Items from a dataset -
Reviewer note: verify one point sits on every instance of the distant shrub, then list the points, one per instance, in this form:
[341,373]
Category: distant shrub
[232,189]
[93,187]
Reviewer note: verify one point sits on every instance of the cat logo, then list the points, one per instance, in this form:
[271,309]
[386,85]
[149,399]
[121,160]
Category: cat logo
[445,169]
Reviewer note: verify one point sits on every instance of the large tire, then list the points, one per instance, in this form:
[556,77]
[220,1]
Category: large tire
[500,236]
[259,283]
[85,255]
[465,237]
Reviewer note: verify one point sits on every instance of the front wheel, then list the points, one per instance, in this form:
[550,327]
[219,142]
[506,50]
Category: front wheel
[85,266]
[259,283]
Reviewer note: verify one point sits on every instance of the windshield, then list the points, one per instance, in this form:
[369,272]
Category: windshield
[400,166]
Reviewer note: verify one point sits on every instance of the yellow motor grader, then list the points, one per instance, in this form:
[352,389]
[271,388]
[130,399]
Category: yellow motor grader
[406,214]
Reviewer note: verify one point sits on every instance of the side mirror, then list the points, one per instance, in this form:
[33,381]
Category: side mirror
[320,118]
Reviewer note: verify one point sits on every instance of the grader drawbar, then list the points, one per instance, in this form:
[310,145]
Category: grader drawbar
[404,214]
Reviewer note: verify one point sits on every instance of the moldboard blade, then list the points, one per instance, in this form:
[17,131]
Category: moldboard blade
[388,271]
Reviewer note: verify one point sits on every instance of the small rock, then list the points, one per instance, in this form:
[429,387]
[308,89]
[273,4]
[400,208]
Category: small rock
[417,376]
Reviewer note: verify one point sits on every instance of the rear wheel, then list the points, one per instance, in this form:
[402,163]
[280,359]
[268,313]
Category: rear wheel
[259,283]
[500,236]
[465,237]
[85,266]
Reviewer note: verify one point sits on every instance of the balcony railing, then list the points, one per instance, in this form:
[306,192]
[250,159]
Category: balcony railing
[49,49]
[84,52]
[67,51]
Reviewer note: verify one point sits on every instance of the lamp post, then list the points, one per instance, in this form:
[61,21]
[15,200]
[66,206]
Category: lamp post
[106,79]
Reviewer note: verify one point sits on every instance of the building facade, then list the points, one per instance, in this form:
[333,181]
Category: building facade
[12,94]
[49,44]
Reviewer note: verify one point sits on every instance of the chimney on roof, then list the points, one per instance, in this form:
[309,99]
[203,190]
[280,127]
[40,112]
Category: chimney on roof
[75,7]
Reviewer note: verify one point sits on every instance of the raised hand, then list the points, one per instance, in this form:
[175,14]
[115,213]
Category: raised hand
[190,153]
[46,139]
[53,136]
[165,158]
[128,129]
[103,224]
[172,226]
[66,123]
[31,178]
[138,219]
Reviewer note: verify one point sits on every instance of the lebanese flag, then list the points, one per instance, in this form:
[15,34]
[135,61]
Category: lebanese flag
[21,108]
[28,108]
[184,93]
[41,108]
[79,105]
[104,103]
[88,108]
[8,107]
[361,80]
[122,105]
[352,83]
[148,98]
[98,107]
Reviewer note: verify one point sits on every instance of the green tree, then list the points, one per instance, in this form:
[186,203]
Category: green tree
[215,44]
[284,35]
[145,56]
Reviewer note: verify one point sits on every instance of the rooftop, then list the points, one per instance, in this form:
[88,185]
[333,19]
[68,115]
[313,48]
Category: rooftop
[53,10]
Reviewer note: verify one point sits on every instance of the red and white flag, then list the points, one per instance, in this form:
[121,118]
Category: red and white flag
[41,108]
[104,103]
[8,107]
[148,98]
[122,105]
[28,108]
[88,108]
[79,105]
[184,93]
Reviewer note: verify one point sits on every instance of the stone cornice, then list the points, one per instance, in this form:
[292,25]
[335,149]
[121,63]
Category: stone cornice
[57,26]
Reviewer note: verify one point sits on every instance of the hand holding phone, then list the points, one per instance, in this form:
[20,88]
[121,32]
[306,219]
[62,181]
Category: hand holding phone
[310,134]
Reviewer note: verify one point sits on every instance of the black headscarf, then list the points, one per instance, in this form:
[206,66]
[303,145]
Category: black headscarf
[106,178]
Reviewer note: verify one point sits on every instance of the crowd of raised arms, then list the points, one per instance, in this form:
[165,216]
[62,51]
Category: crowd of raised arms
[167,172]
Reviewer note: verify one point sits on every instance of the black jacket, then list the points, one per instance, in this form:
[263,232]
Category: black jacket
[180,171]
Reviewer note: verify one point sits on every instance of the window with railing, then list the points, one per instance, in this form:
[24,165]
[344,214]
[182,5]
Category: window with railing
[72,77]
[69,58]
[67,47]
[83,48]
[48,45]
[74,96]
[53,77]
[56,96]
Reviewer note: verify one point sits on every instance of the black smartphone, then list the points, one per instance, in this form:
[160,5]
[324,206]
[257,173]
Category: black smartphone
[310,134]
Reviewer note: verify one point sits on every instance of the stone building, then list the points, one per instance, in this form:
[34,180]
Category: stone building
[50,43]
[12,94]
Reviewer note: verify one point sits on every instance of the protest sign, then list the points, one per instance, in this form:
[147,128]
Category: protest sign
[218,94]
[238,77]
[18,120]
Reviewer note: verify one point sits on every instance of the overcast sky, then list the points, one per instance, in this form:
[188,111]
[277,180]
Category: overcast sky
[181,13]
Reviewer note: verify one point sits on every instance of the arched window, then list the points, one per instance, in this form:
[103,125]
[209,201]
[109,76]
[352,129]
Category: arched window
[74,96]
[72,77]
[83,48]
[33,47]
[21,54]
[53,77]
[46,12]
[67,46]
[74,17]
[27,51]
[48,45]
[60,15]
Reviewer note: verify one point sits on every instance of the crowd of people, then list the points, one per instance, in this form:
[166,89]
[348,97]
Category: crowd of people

Task directions - Output all preceding records character for character.

Finished answer -
Reviewer note: verify one point sits on every instance of the distant shrub, then list the points, one per instance, in this form:
[341,373]
Category: distant shrub
[232,189]
[93,187]
Reviewer note: verify one point sits on every instance of the cat logo, then list the points, one per instance, in this form:
[271,309]
[386,85]
[149,399]
[121,160]
Category: cat logo
[445,169]
Reviewer note: verify one point sits on every instance of the large tire, then list the points, one per instance, in this form:
[556,77]
[220,1]
Category: large tire
[500,236]
[259,283]
[85,255]
[465,237]
Reviewer note: verify one point sits on every instance of the front wheel, then list the points, one per instance, in this form:
[550,327]
[219,142]
[506,50]
Category: front wheel
[85,266]
[259,283]
Reviewer note: verify one point sits on every instance of the windshield, then list the points, one per instance, in this form:
[369,272]
Category: windshield
[400,166]
Reviewer note: verify one point sits on every instance of the yellow motor grader, then list the points, one per instance, in this form:
[352,389]
[271,388]
[130,399]
Category: yellow motor grader
[406,214]
Reviewer note: verify one point sits on every instance of the side mirror, then list the points, one per instance, in this form:
[33,381]
Category: side mirror
[320,118]
Reviewer note: verify one point sits on every instance of the grader drawbar, then list the points, one per instance, in this form:
[310,145]
Category: grader drawbar
[404,214]
Reviewer note: verify one point sits on every instance of the moldboard blade, then list the points, one per instance, in this form:
[17,131]
Category: moldboard blade
[388,271]
Reviewer note: verify one point sits on every instance of the small rock, then list the points, one per instance, in this form:
[429,387]
[308,89]
[273,4]
[400,208]
Category: small rock
[417,376]
Reviewer note: verify one point sits on every instance of the rear wheel, then list the points, one per instance, in this form:
[402,163]
[280,359]
[268,313]
Category: rear wheel
[259,283]
[500,236]
[465,237]
[85,266]
Reviewer note: verify one point sits on every instance of the balcony railing, then list the points, one per instance, in this form:
[306,192]
[250,159]
Category: balcony railing
[49,49]
[84,52]
[67,51]
Reviewer note: verify one point sits on every instance of the lamp post, then list the points, one per instance, in this form:
[61,21]
[15,200]
[66,206]
Category: lamp post
[106,79]
Reviewer note: verify one point sits on every instance of the building facade, then list the points, one per instance, in this form:
[333,181]
Category: building facade
[12,94]
[49,44]
Reviewer note: verify one point sits on every instance of the chimney on roof, then list the points, one per instance, in this form:
[309,99]
[203,190]
[280,127]
[40,112]
Category: chimney on roof
[75,7]
Reviewer note: verify one point sits on every instance of the raised hand, then list the points, one per instance, in this form:
[175,14]
[115,213]
Category: raised hand
[190,153]
[46,139]
[53,136]
[165,158]
[128,129]
[103,224]
[172,226]
[66,123]
[31,178]
[138,219]
Reviewer note: verify one point sits on every instance of the lebanese flag, then list the points, one per instance, in this form:
[15,34]
[135,61]
Category: lebanese flag
[21,108]
[28,108]
[184,93]
[41,108]
[79,105]
[104,103]
[88,108]
[8,107]
[361,80]
[122,105]
[352,83]
[148,98]
[98,107]
Reviewer note: verify one point sits on every instance of the green tree, then list the points, one per instance, in this form:
[186,203]
Category: green tree
[215,44]
[284,35]
[145,56]
Reviewer note: verify one point sits on every instance of the rooftop, then list the points, one per instance, in this form:
[88,185]
[333,19]
[68,115]
[313,48]
Category: rooftop
[53,10]
Reviewer note: verify one point sits on every instance of the red and white flag, then list the points, one per instance, in this form:
[121,118]
Category: red and white flag
[41,108]
[104,103]
[8,107]
[148,98]
[122,105]
[28,108]
[88,108]
[79,105]
[184,93]
Reviewer note: verify one point sits on every instance of the stone cornice, then list the points, one per instance, in this form:
[292,25]
[335,149]
[121,63]
Category: stone cornice
[57,26]
Reviewer note: verify one point sits on every instance of the hand holding phone, then list the points, one per instance, in this form:
[20,88]
[121,32]
[306,219]
[62,181]
Category: hand holding phone
[310,134]
Reviewer note: verify one point sits on every instance of the black headscarf, then list the points, one per instance, in this form:
[206,66]
[303,145]
Category: black headscarf
[106,178]
Reviewer note: verify one point sits on every instance of the crowd of raised arms, then list the points, one per instance, in this form:
[165,216]
[62,51]
Category: crowd of raised arms
[167,172]
Reviewer note: verify one point sits on every instance of the black jacket, then list the points, one per instance, in this form:
[263,232]
Category: black jacket
[180,171]
Reviewer note: verify one point sits on every instance of the window with railing, then list the points, one per instance, in this form:
[24,165]
[344,214]
[182,5]
Category: window with railing
[72,77]
[69,58]
[67,47]
[83,48]
[48,45]
[74,96]
[53,77]
[56,96]
Reviewer note: verify one point sits on every instance of the black smartphone, then list the points, one per instance, in this form:
[160,5]
[324,206]
[257,173]
Category: black smartphone
[310,134]
Reviewer note: verify one point sits on every instance of the stone building, then list the points, one per instance, in this form:
[34,180]
Category: stone building
[50,43]
[12,94]
Reviewer note: verify one point sits on every instance of the protest sign, then list the points, one per instance, in this form:
[147,128]
Category: protest sign
[218,94]
[238,77]
[18,120]
Reviewer note: verify one point sits on every instance of the overcast sky, then list the points, one per instance, in this form:
[188,111]
[277,180]
Category: overcast sky
[181,13]
Reviewer note: verify one point sits on every instance of the arched window, then list the points, one per instance, in this form:
[103,125]
[209,201]
[109,76]
[352,129]
Category: arched window
[74,96]
[72,77]
[83,48]
[33,47]
[21,54]
[53,77]
[46,12]
[67,46]
[74,17]
[27,51]
[48,45]
[60,15]
Reviewer note: verify one point sits on every instance of the crowd of people, then list the points, one per instance, in this form:
[166,89]
[348,97]
Category: crowd of people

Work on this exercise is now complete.